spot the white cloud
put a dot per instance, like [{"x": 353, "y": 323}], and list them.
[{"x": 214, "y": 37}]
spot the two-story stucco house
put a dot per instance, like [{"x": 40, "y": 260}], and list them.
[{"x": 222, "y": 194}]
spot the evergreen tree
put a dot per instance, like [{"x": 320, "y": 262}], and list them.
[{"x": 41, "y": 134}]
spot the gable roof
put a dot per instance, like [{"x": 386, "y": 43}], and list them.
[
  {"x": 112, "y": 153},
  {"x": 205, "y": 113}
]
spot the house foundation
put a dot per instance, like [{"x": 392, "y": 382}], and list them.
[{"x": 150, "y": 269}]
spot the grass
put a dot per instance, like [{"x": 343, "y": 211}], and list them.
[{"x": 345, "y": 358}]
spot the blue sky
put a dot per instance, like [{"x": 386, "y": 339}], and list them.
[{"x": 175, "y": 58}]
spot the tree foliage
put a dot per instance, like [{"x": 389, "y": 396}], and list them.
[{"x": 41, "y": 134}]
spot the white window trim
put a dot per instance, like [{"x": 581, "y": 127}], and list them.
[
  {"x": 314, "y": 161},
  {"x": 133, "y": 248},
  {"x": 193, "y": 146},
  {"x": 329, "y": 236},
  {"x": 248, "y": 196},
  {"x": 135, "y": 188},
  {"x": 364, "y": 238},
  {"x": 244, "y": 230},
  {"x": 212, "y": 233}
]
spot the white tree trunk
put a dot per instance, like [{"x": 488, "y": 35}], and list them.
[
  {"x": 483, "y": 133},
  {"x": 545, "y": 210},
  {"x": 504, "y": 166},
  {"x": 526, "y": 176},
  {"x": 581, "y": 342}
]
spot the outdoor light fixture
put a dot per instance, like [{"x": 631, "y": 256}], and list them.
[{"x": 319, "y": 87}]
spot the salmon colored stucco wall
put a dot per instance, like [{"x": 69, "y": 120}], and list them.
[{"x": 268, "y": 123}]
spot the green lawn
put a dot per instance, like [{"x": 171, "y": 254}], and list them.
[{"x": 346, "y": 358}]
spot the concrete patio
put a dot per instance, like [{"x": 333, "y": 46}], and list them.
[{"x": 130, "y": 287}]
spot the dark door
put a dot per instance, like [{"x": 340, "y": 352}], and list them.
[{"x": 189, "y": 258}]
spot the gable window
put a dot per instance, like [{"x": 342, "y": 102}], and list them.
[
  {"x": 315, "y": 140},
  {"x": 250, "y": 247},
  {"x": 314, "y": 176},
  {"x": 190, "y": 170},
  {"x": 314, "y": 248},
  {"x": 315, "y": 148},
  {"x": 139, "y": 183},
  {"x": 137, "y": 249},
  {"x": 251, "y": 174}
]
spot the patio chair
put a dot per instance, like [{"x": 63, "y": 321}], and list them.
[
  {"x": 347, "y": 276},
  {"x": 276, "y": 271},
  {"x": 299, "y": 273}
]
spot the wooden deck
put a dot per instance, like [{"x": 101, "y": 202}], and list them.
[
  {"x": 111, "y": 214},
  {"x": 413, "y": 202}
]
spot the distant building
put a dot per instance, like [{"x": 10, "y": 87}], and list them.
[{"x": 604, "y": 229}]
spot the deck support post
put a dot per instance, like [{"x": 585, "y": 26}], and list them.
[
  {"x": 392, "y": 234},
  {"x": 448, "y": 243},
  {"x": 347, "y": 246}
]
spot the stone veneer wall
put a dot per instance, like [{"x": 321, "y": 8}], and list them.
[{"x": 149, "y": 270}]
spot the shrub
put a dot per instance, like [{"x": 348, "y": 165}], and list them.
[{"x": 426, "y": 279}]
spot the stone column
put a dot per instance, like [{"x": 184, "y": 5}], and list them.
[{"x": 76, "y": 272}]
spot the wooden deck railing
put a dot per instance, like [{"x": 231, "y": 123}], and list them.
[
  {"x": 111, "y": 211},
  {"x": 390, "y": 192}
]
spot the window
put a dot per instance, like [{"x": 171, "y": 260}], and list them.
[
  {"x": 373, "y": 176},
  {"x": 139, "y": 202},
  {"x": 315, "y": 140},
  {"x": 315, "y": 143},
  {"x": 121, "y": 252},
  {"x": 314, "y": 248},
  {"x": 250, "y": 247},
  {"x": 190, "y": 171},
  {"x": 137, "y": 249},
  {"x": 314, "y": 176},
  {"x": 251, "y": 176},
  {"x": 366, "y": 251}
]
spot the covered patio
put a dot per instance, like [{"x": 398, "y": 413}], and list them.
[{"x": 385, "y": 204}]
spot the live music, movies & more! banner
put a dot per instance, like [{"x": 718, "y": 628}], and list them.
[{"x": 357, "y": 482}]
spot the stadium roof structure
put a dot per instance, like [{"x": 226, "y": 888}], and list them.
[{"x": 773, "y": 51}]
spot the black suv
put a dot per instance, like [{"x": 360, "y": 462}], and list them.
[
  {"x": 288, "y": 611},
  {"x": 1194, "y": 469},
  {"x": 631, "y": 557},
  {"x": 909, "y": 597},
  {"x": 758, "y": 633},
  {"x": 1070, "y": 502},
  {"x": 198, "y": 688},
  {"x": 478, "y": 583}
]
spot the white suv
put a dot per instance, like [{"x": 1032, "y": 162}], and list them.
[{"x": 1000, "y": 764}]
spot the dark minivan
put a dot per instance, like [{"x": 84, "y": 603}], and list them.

⁂

» **Your task**
Reproduce the material above exactly; please quote every line of it.

» **Solution to the problem**
spot the white cloud
put a dot per instance, like [{"x": 353, "y": 323}], and list them.
[{"x": 214, "y": 37}]
spot the two-story stucco house
put a dot per instance, like [{"x": 40, "y": 260}], and list them.
[{"x": 222, "y": 194}]
spot the evergreen tree
put a dot per instance, like [{"x": 320, "y": 262}], and list them.
[{"x": 41, "y": 134}]
spot the gable roof
put a dot per instance, like [{"x": 386, "y": 43}], and list them.
[
  {"x": 112, "y": 153},
  {"x": 205, "y": 113}
]
spot the house foundation
put a dot per instance, like [{"x": 392, "y": 382}], and list them.
[{"x": 150, "y": 269}]
spot the grass
put a dot per instance, like [{"x": 343, "y": 211}], and list them.
[{"x": 345, "y": 358}]
spot the blue sky
put a dot per instance, like [{"x": 386, "y": 339}], and list them.
[{"x": 175, "y": 58}]
spot the tree foliage
put a dot per instance, like [{"x": 389, "y": 396}], and list them.
[{"x": 41, "y": 134}]
spot the white window trim
put a dot per instance, like [{"x": 581, "y": 127}], and list them.
[
  {"x": 314, "y": 161},
  {"x": 133, "y": 248},
  {"x": 193, "y": 146},
  {"x": 329, "y": 236},
  {"x": 248, "y": 196},
  {"x": 135, "y": 188},
  {"x": 364, "y": 238},
  {"x": 244, "y": 230},
  {"x": 212, "y": 233}
]
spot the white tree trunk
put a dot per instance, like [{"x": 488, "y": 35}], and list them.
[
  {"x": 483, "y": 133},
  {"x": 545, "y": 210},
  {"x": 504, "y": 166},
  {"x": 526, "y": 176},
  {"x": 581, "y": 342}
]
spot the outdoor light fixture
put a dot per instance, like [{"x": 631, "y": 256}], and list them.
[{"x": 319, "y": 87}]
spot the salmon colored stucco wall
put a dot per instance, like [{"x": 69, "y": 120}], and list them.
[{"x": 268, "y": 123}]
spot the green lawn
put a dot per instance, like [{"x": 171, "y": 254}], and list them.
[{"x": 346, "y": 358}]
spot the concrete patio
put a dot per instance, like [{"x": 333, "y": 46}], and list them.
[{"x": 130, "y": 287}]
spot the dark door
put a dot per instance, like [{"x": 340, "y": 352}], and list them.
[{"x": 189, "y": 258}]
spot the gable window
put a dot per instance, like [{"x": 342, "y": 102}], and list them.
[
  {"x": 315, "y": 140},
  {"x": 250, "y": 247},
  {"x": 314, "y": 176},
  {"x": 190, "y": 170},
  {"x": 314, "y": 248},
  {"x": 315, "y": 148},
  {"x": 139, "y": 183},
  {"x": 137, "y": 249},
  {"x": 251, "y": 174}
]
spot the patio chair
put a dot per instance, like [{"x": 63, "y": 321}], and list them.
[
  {"x": 347, "y": 276},
  {"x": 276, "y": 271},
  {"x": 299, "y": 273}
]
spot the wooden deck
put a dot per instance, like [{"x": 101, "y": 202}], and list them.
[
  {"x": 111, "y": 214},
  {"x": 413, "y": 202}
]
spot the distant building
put a dot per instance, like [{"x": 10, "y": 87}], and list them.
[{"x": 604, "y": 229}]
spot the deck support post
put a dot per instance, like [{"x": 585, "y": 26}], and list them.
[
  {"x": 392, "y": 234},
  {"x": 448, "y": 243},
  {"x": 347, "y": 246}
]
spot the stone veneer wall
put a dot per instance, like [{"x": 321, "y": 8}], and list them.
[{"x": 149, "y": 270}]
spot the shrub
put a dot per instance, like [{"x": 348, "y": 165}], and list them.
[{"x": 426, "y": 279}]
spot the stone column
put a dot per instance, like [{"x": 184, "y": 5}], and list them.
[{"x": 76, "y": 272}]
spot the wooden deck railing
put a dot per instance, like [{"x": 231, "y": 123}], and list them.
[
  {"x": 111, "y": 211},
  {"x": 390, "y": 192}
]
spot the window
put a dot per instance, like [{"x": 171, "y": 260}], and list them.
[
  {"x": 373, "y": 176},
  {"x": 139, "y": 202},
  {"x": 315, "y": 140},
  {"x": 315, "y": 143},
  {"x": 121, "y": 252},
  {"x": 314, "y": 248},
  {"x": 250, "y": 247},
  {"x": 190, "y": 171},
  {"x": 137, "y": 249},
  {"x": 314, "y": 176},
  {"x": 251, "y": 176},
  {"x": 366, "y": 251}
]
spot the covered patio
put a dot per instance, like [{"x": 398, "y": 413}], and list them.
[{"x": 385, "y": 204}]
spot the live music, movies & more! banner
put a dot per instance, like [{"x": 718, "y": 628}], and list them.
[{"x": 357, "y": 482}]
spot the stadium roof structure
put a dot per instance, like [{"x": 226, "y": 888}], and list them.
[{"x": 773, "y": 51}]
spot the black suv
put a dot per instance, like [{"x": 360, "y": 462}], and list them.
[
  {"x": 288, "y": 611},
  {"x": 1194, "y": 469},
  {"x": 631, "y": 557},
  {"x": 909, "y": 597},
  {"x": 758, "y": 633},
  {"x": 1070, "y": 502},
  {"x": 198, "y": 688},
  {"x": 478, "y": 583}
]
spot the white suv
put a dot per instance, like [{"x": 1032, "y": 162}], and list them.
[{"x": 1000, "y": 764}]
spot the dark minivan
put a dot per instance, like [{"x": 84, "y": 603}], and list them.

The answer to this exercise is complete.